**PASSAGE TO READ**
BEGIN

Cologne hostage-taker was 'slated for deportation'

Rebecca Staudenmaier
October 19, 2018

The Syrian suspect behind the hostage situation at Cologne's central train station was reportedly due to be deported in 2015. German authorities have been accused of dropping the ball.

https://p.dw.com/p/36qX1
Police teams deal respond to a hostage situation at Cologne's main train station
Image: picture-alliance/Geisler-Fotopress/C. Hardt

The Syrian asylum-seeker who is accused of staging an attack at Cologne's central train station this week could have been deported years ago, according to media reports on Friday.

The case bears similarities to that of Anis Amri, the Tunisian rejected asylum-seeker who carried out a truck attack at a Berlin Christmas market in 2016. Should the reports be confirmed, it could also reignite the debate in Germany over asylum policy and deportations.

What the reports say:

  • The suspect, identified as Mohammad A.R., could have been deported to the Czech Republic in 2015 since he first applied for asylum there before traveling to Germany, according to information obtained by German newspaper Kölner Stadt-Anzeiger and Focus magazine.
  • Under the European Union's Dublin Regulation, asylum-seekers must be processed at their point of entry into the bloc. Under those rules, German authorities should have sent him back.
  • However, Germany's Federal Office of Migration and Refugees (BAMF) missed a deadline to deport him back to the Czech Republic, according to the reports.
  • Since he wasn't deported, the BAMF then took over his case, granting him permission to stay in Germany until at least 2021.

END

**EXERCISE SET**
1. Please return, word for word, the part of the Cologne hostage article that opens with the words containing "What the reports" and closes with "and Focus magazine.".
2. Condense the paragraph of the Cologne hostage article that begins "The case bears similarities" into two shorter sentences, keeping its main facts.

**SOURCE DATA**

BEGIN

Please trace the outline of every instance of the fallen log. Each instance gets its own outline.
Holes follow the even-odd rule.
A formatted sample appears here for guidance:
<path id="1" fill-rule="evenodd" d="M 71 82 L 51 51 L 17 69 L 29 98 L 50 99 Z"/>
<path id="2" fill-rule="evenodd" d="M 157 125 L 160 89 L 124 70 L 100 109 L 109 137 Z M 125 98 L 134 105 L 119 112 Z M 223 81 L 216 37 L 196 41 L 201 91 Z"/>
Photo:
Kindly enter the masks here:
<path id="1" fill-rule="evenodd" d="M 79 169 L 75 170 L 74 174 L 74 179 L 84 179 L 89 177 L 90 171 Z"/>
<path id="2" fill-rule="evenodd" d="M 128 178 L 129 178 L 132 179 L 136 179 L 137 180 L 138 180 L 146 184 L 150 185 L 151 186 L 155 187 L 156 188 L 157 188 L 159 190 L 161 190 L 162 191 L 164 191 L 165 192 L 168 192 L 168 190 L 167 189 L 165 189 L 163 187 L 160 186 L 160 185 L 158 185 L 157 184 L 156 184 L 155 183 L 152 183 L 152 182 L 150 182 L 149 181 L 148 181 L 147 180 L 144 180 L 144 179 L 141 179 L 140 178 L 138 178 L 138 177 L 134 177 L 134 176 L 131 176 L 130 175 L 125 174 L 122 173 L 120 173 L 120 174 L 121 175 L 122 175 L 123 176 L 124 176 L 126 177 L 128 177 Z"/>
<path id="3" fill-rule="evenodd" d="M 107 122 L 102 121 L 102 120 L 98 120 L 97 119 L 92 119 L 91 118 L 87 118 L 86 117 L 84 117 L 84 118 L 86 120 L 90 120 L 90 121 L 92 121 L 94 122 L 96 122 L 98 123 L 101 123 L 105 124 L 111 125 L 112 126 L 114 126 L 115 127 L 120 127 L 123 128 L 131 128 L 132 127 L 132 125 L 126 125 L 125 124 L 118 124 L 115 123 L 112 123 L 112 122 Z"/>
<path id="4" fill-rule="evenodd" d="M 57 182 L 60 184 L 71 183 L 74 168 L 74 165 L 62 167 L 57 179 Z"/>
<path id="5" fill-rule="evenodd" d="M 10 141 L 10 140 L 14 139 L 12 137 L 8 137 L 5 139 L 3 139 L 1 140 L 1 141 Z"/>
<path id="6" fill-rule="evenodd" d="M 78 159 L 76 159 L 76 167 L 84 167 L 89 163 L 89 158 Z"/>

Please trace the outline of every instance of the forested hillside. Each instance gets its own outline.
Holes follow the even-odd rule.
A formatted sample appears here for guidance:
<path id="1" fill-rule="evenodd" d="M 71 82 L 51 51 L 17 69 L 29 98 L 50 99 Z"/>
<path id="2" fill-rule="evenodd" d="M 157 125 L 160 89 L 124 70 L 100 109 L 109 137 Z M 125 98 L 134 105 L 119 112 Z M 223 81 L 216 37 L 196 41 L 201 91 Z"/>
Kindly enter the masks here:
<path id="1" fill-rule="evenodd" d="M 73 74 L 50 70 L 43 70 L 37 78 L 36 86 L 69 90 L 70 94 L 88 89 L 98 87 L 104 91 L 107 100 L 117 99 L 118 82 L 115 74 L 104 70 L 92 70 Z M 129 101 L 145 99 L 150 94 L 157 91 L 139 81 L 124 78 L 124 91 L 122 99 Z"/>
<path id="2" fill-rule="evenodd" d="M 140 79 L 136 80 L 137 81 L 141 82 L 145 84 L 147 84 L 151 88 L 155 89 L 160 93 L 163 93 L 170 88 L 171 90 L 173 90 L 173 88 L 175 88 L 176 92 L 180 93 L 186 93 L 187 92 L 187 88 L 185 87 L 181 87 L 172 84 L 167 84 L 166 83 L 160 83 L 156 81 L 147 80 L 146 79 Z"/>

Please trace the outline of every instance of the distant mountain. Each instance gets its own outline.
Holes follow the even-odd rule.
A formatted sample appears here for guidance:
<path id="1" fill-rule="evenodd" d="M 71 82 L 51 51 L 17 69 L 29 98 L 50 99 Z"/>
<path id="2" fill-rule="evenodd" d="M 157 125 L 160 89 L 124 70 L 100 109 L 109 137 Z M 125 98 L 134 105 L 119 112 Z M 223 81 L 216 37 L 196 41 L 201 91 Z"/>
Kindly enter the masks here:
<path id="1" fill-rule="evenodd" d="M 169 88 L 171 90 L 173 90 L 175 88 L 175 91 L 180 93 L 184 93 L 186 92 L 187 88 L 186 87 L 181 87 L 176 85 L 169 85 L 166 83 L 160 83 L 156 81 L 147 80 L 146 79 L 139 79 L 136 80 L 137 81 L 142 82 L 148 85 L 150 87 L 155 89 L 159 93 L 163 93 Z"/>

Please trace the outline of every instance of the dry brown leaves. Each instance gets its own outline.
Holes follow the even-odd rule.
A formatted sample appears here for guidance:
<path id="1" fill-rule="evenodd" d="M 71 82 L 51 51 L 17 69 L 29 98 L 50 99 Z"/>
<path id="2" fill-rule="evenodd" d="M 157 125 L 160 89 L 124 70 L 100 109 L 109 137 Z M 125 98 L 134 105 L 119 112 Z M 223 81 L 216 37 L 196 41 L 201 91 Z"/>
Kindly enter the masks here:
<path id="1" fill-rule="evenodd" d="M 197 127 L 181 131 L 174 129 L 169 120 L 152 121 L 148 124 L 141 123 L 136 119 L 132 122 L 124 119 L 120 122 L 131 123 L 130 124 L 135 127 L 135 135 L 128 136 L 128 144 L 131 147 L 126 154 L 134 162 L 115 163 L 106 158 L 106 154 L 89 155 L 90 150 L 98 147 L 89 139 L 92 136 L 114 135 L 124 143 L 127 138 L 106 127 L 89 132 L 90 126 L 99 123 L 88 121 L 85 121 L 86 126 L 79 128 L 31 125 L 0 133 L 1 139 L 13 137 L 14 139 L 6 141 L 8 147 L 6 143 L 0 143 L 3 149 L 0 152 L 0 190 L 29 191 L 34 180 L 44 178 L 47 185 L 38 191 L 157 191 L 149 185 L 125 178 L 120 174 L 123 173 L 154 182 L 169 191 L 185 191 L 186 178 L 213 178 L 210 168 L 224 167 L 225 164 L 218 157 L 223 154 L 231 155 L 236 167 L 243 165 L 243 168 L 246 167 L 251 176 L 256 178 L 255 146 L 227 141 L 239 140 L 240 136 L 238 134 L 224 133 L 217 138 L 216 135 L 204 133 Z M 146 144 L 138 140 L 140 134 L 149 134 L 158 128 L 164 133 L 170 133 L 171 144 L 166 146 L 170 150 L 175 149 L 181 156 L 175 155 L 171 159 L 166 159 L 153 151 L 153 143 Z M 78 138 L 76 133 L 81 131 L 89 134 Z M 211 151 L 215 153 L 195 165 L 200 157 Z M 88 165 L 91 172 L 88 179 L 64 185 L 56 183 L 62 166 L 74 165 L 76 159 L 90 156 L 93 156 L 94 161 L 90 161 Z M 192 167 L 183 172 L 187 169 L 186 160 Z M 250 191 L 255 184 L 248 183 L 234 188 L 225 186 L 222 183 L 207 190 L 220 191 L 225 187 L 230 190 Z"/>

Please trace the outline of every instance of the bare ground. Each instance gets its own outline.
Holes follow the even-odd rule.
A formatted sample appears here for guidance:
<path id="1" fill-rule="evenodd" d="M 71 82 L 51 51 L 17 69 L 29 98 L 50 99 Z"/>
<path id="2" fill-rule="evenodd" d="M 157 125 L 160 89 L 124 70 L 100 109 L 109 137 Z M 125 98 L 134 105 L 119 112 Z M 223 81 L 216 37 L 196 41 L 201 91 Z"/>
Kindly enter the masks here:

END

**RESULTS**
1.
What the reports say:

  • The suspect, identified as Mohammad A.R., could have been deported to the Czech Republic in 2015 since he first applied for asylum there before traveling to Germany, according to information obtained by German newspaper Kölner Stadt-Anzeiger and Focus magazine.

2. The case resembles that of Anis Amri, the rejected Tunisian asylum-seeker behind the 2016 truck attack on a Berlin Christmas market. If the reports are confirmed, they could revive Germany's debate over asylum policy and deportations.